• _Text_:

Brief recipes and results for aligning Qwen3 models with LoRA-based SFT and DPO. This README distills the training scripts and experiment logs in this repo into a practical, minimal guide.
- SFT:
sft_train.py(LoRA SFT on T-Wix, MT-Bench-RU eval, optional KL regularization and early stopping) - DPO (single-task):
dpo_train.py(auto preference pairs from TAT-QA + TAT-QA/MT-Bench/Instruction eval) - DPO (multi-task):
dpo_train_mt.py(Reddit Finance + Finance-Instruct; optional 3-way with general instructions) - DPO (progressive multi-stage):
dpo_train_mt_v2.py(Stage 1 general → Stage 2 finance → Stage 3 social finance) - Experiment logs:
sft_experiments_qwen3_*.md,dpo_experiments*.md,dpo_experiments*.jsonl
- T-Wix (t-tech/T-Wix): Russian mixed general/reasoning chat data (SFT)
- TAT-QA: Finance QA over tables + passages (DPO pair construction; EM-like accuracy)
- Reddit Finance 43 (winddude/reddit_finance_43_250k): Post→comment (DPO pairs via comment score)
- Finance-Instruct-500k: Financial instruction-following (pairs by using reference as chosen)
- General DPO (e.g., Intel/orca_dpo_pairs): General capability preservation in progressive flow
- MT-Bench (RU/EN): General capability scoring via reward model on a 1–10 scale (avg score)
- SFT validation: eval_loss, perplexity
- TAT-QA: EM-like accuracy (numeric tolerance for arithmetic)
- MT-Bench: average reward-model score (1–10)
- Instruction following: average reward-model score and success rate (≥7/10)
- Reddit reward: average reward-model score on generated replies
- Script:
sft_train.py - Core ideas: 4-bit base + LoRA; KL(student||reference) anchoring to reduce forgetting (mode-seeking D_KL; optional tail-only and warmup); optional MT-Bench-RU early-stopping; dataset subsetting and reasoning mix.
- Useful flags:
--subset [general|reasoning|both],--mix_reasoning_ratio,--kl_coef/start/warmup/limit_seq,--mtbench_ru auto,--mtbench_questions_limit,--early_stop_patience.
Recommended SFT config (balanced, small model):
- Model: Qwen/Qwen3-1.7B
- Data: subset=both, mix_reasoning_ratio≈0.2, sample_ratio≈0.25, max_seq_length≈512–768
- LoRA: r=8, α=16, dropout=0.05; lr≈1e-5; epochs 1–2; pack off
- KL regularization: coef≈0.03, start≈200, warmup≈300–400, limit_seq=128 (tail-only)

• _Brief_:
Go on with the Qwen3 alignment guide from where it stops, writing the next part in the same style. The listing after this is unrelated material that stands on its own.

• _Dataset content_:
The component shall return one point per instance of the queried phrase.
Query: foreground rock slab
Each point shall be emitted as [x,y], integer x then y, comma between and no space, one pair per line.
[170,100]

• _Written response_:
- MT-Bench eval: greedy (temperature=0), full 80Q for final
Observed SFT results (from logs):
- S4 (2 epochs, conservative KL): val loss 1.4698 → 1.2672; PPL 4.3482 → 3.5509; MT-Bench (80Q) 2.4949 → 2.8033.
- S3 (1 epoch, tuned): val loss 1.4698 → 1.2949; PPL 4.3482 → 3.6507; MT-Bench 2.5893 → 3.3673 (32Q subset); full-80Q confirmation: 2.7721.
Quick start (PowerShell, single line):
poetry run python sft_train.py --model Qwen/Qwen3-1.7B --output_dir qwen3_sft_mix20 --subset both --mix_reasoning_ratio 0.2 --sample_ratio 0.25 --epochs 1 --batch 8 --grad_acc 16 --max_seq_length 512 --learning_rate 1e-5 --lora_r 8 --lora_alpha 16 --kl_coef 0.03 --kl_start_step 200 --kl_warmup_steps 300 --kl_limit_seq 128 --mtbench_ru auto --mtbench_questions_limit 0 --mtbench_temperature 0.0 --num_proc 4
- Script:
dpo_train.py - Core ideas: stream TAT-QA JSON; build preference pairs per question (chosen=gold; rejected=plausible); fresh LoRA on 4-bit base; evaluate on TAT-QA, MT-Bench (RU), instruction following.
- Useful flags:
--beta,--learning_rate,--max_prompt_length/max_length,--use_chat_template,--do_mtbench,--do_instruct.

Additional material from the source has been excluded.